**EXERCISE DETAILS**
Find every line in the records below that contains the word "floor", and copy each one in full. Case counts.

━━━━━━

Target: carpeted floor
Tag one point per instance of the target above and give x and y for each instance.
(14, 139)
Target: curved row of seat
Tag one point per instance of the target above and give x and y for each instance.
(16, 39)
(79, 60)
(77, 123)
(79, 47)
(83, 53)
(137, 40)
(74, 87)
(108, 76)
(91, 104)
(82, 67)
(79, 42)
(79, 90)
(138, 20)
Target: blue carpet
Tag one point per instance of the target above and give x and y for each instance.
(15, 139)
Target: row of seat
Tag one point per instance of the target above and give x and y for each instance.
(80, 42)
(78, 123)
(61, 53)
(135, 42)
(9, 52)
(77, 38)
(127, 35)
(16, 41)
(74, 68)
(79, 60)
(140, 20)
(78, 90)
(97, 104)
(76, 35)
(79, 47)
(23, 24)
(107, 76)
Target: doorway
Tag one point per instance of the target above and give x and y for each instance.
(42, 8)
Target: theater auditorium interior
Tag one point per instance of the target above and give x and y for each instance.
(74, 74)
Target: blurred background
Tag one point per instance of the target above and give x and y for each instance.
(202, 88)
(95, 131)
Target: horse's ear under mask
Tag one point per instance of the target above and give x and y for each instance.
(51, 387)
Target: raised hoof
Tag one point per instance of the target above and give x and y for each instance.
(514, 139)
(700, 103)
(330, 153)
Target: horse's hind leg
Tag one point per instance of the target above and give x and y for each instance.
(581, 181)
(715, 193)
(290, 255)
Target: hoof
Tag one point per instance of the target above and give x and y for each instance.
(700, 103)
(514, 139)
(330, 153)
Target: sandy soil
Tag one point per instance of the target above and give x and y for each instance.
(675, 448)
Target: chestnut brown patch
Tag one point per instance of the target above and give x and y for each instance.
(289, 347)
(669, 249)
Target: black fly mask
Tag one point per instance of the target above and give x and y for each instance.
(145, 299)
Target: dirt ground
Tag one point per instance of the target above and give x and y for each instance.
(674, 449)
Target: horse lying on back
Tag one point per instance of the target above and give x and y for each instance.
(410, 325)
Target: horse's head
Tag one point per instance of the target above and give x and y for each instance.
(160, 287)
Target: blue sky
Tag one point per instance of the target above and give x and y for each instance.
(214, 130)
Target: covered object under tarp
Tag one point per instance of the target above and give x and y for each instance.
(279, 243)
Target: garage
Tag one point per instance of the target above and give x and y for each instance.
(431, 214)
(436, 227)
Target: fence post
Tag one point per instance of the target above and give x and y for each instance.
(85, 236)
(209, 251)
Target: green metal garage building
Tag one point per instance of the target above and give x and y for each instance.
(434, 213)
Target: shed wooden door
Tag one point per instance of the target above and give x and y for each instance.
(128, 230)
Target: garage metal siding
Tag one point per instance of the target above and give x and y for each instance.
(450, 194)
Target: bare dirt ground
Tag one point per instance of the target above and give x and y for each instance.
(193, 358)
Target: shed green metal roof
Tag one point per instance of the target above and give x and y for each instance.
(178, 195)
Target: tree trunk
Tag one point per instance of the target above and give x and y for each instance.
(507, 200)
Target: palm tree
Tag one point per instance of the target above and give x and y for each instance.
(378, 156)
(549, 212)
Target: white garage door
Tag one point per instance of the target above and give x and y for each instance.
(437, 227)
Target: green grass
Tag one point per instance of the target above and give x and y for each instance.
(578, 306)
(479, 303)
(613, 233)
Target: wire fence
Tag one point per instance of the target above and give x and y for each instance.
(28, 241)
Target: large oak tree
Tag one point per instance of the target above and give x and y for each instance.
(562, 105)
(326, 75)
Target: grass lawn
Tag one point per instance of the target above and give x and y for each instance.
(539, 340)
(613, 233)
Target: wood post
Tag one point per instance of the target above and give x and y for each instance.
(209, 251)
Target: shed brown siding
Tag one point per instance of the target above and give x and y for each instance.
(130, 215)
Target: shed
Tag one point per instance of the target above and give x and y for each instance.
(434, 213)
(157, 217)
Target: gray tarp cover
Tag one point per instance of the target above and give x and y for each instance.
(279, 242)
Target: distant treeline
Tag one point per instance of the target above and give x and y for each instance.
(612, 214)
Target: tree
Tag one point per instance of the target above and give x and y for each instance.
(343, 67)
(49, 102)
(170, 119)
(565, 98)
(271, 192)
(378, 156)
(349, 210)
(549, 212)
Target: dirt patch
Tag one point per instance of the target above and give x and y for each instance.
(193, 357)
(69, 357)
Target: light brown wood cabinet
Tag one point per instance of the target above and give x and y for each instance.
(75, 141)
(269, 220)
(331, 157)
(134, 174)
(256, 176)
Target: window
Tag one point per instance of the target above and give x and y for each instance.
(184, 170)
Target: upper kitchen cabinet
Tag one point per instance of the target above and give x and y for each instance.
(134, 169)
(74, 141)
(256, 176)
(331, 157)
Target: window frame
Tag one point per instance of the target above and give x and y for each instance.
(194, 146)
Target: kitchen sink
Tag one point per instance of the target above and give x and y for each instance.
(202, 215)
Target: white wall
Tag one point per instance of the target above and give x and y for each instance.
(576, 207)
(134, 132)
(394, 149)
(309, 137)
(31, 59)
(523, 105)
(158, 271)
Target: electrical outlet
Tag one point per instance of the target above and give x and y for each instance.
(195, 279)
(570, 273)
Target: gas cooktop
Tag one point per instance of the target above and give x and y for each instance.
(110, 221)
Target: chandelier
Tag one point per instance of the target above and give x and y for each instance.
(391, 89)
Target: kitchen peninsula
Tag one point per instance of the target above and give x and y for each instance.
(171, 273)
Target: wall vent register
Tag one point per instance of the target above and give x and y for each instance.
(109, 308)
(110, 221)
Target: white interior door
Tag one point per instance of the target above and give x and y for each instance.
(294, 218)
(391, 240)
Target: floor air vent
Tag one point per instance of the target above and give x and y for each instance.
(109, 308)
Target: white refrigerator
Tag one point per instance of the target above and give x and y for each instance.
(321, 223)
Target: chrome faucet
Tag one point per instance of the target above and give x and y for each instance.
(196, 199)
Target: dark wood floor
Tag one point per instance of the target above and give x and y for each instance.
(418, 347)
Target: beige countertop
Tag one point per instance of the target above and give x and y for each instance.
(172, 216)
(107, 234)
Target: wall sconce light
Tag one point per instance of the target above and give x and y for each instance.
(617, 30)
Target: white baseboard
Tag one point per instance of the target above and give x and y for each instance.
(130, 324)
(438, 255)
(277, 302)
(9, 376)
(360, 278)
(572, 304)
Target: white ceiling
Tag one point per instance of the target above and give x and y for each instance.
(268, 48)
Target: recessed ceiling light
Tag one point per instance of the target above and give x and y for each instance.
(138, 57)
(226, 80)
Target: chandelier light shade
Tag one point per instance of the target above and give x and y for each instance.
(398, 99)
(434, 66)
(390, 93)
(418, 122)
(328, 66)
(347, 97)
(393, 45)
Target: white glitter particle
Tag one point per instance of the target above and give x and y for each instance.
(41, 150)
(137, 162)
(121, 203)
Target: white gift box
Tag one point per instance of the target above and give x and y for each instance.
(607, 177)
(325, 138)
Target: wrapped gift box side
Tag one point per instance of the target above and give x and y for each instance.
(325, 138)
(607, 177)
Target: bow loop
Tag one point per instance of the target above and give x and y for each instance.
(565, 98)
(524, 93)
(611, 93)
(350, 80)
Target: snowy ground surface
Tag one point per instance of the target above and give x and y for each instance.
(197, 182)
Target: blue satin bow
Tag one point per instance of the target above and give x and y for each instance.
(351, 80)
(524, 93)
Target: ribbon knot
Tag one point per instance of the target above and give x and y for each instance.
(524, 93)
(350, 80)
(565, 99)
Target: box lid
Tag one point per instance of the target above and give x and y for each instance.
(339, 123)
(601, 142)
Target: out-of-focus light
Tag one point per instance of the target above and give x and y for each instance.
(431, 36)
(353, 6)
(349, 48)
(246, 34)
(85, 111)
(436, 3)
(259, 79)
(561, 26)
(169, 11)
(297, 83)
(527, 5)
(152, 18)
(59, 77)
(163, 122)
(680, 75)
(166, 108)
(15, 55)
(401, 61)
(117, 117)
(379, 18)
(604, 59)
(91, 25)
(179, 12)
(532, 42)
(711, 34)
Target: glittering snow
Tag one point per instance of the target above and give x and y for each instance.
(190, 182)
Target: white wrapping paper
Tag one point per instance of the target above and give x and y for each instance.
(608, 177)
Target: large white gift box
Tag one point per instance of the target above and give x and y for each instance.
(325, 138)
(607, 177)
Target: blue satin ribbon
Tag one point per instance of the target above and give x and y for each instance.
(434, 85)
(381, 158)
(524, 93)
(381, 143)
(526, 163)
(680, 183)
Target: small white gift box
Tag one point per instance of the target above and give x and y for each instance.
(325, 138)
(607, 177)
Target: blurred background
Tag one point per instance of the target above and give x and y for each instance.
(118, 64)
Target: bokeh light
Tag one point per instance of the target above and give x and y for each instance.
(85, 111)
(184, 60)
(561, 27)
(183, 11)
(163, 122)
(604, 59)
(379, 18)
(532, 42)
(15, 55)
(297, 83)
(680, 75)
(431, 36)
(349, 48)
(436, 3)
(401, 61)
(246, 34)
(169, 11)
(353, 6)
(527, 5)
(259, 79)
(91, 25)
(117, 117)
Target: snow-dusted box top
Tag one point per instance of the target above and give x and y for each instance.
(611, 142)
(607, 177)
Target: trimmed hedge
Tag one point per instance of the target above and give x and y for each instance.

━━━━━━

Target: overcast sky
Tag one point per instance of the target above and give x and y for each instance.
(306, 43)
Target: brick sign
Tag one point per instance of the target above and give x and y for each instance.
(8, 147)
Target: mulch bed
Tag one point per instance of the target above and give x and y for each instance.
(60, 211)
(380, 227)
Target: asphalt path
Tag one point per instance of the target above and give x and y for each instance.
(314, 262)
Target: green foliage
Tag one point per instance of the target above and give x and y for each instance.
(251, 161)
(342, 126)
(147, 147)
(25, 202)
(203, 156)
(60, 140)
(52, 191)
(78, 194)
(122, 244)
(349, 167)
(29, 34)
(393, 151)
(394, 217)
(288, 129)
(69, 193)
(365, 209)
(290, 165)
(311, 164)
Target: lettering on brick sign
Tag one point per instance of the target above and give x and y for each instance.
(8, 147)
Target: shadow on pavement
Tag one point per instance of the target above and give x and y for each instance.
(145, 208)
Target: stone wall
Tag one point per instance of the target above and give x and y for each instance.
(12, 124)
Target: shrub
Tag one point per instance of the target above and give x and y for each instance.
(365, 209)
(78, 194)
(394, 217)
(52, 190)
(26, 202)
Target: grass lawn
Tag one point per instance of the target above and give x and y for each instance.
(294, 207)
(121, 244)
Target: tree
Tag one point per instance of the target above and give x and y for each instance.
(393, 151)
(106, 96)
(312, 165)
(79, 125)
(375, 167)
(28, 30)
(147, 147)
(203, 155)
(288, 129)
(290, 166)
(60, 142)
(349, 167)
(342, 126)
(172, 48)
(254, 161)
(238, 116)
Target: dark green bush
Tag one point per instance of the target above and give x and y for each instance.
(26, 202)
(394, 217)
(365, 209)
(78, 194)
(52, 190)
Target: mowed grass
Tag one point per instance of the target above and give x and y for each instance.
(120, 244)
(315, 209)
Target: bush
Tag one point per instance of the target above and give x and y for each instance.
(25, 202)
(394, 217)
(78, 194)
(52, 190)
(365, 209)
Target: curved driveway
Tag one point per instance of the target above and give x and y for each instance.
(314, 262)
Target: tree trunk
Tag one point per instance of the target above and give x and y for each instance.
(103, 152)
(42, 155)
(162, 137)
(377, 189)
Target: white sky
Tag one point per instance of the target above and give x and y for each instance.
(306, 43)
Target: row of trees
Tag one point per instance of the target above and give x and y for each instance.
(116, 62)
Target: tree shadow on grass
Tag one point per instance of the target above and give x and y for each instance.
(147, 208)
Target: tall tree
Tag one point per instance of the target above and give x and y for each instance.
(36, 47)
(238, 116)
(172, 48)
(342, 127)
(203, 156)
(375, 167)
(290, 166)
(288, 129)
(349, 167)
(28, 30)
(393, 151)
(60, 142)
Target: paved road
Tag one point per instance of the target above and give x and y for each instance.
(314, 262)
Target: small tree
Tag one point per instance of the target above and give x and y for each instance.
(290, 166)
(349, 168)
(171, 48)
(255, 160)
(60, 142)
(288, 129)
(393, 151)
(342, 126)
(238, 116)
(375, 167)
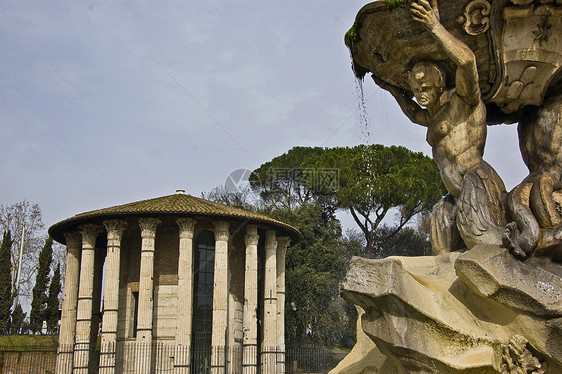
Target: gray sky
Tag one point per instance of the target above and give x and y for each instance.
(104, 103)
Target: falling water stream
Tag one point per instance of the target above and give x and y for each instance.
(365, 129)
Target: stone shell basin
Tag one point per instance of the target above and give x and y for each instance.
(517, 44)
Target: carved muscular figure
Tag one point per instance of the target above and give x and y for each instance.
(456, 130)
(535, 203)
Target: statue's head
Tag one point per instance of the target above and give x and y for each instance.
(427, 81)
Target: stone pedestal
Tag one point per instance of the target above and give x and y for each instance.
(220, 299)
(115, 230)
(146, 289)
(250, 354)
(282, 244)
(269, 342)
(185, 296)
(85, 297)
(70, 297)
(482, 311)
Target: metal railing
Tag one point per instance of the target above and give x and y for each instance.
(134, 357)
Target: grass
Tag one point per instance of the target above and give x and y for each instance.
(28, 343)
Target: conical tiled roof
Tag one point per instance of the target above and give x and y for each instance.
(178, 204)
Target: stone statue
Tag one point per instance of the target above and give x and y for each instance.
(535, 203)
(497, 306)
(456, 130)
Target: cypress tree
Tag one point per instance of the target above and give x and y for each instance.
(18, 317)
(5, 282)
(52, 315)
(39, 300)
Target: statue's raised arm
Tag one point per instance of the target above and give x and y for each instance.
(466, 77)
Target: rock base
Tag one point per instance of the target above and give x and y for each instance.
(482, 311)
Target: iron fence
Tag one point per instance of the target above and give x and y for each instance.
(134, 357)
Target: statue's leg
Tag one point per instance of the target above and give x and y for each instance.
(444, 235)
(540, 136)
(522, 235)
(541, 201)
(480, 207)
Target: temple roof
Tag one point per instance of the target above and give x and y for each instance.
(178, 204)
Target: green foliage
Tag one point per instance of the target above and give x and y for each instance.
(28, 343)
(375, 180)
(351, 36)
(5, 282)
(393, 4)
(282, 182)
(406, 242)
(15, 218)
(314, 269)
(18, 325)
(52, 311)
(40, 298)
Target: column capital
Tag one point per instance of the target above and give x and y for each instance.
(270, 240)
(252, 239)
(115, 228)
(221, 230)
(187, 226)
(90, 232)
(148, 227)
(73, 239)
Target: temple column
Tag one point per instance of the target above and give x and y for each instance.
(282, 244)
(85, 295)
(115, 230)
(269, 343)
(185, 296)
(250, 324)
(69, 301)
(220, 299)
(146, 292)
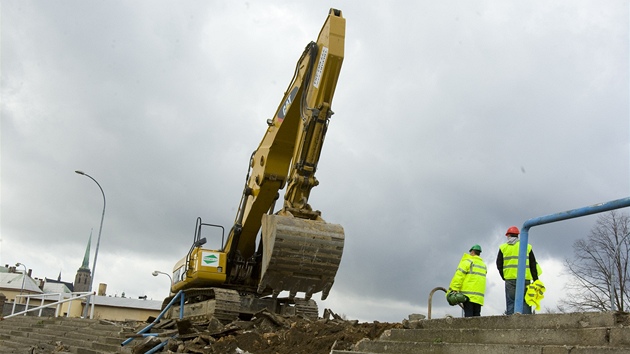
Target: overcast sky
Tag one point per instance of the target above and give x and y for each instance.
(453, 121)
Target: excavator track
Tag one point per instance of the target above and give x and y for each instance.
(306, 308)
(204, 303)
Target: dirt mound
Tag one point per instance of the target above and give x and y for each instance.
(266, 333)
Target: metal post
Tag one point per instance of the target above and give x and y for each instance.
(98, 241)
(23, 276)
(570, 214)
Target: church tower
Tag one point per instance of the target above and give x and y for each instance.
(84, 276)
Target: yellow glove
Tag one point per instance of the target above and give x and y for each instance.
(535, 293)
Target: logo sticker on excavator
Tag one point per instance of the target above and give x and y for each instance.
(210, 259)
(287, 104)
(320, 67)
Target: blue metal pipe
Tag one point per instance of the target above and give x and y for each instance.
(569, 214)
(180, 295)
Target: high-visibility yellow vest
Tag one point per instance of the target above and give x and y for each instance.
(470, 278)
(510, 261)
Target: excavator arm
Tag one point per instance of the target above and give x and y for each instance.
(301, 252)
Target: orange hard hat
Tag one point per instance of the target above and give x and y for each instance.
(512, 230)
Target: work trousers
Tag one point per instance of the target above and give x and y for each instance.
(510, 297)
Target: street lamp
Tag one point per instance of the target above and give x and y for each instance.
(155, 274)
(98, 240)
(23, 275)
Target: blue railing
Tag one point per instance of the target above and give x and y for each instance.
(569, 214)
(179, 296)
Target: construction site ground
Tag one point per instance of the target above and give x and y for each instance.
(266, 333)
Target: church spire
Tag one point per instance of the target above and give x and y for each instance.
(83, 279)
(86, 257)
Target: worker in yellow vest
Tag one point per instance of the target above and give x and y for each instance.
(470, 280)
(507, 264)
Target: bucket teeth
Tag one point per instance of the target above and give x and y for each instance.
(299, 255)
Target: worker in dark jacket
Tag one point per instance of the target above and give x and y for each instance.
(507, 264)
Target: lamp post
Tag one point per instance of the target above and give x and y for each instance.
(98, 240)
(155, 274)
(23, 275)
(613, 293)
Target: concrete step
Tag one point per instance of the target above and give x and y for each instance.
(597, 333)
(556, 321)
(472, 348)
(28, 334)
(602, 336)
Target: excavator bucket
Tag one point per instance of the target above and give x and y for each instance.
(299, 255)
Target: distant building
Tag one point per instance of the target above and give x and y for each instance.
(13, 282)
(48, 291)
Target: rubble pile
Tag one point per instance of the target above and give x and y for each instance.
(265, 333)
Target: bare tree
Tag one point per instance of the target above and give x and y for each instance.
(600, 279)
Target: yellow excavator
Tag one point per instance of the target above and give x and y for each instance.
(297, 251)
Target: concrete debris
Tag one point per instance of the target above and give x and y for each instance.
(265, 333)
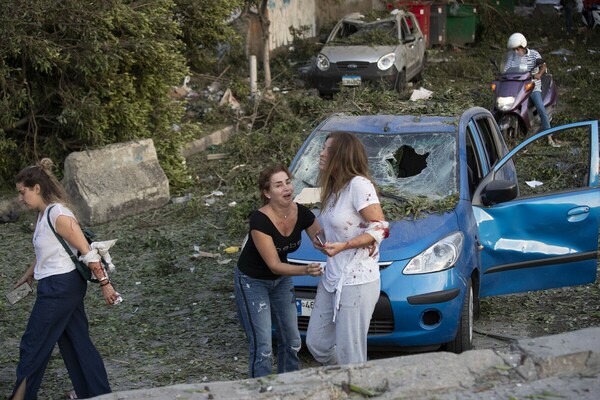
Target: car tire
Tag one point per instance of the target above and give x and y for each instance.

━━━━━━

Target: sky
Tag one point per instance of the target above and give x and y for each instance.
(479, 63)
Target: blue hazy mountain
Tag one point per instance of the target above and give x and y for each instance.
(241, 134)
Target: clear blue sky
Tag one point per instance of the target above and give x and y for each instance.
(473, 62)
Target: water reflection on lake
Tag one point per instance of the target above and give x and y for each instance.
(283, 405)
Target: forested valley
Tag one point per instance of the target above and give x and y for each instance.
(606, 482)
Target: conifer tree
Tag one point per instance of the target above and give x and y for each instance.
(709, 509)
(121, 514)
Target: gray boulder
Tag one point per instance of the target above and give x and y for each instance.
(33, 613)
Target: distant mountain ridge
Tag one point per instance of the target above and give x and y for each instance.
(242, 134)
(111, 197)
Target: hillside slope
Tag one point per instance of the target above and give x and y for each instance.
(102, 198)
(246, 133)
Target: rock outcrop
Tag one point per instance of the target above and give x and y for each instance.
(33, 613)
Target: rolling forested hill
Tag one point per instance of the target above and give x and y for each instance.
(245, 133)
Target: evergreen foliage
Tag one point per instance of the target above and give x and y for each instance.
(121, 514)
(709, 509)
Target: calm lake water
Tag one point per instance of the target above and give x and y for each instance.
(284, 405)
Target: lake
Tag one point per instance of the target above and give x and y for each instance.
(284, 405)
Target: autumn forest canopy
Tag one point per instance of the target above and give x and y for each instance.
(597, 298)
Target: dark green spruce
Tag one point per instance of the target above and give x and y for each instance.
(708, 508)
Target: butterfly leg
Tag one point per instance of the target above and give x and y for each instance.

━━━━━━

**THE ANSWER**
Target: carpeted floor
Target: floor air vent
Target: dark wood floor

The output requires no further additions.